**GIVEN TASK**
In the listing below, swap each "marker" for "pin" and leave every other part unchanged.

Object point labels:
>> begin

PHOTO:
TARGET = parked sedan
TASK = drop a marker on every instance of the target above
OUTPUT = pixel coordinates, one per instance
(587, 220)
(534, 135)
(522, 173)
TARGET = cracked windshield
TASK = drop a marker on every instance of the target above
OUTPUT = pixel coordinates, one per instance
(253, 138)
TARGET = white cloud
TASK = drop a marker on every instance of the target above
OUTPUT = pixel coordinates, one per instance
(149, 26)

>> end

**COMPLETED EXERCISE**
PHOTO:
TARGET = parked sedan
TASK = drop a pin on every instance of the target above
OUTPUT = pixel coordinates, one per instance
(587, 220)
(534, 135)
(522, 173)
TARGET = cracked windshield
TASK = drop a pin on every instance of the target above
OUTPUT = pixel coordinates, one per instance
(253, 138)
TARGET = white cloud
TASK = drop a pin on every instance of the target above
OUTPUT = pixel coordinates, one per instance
(149, 26)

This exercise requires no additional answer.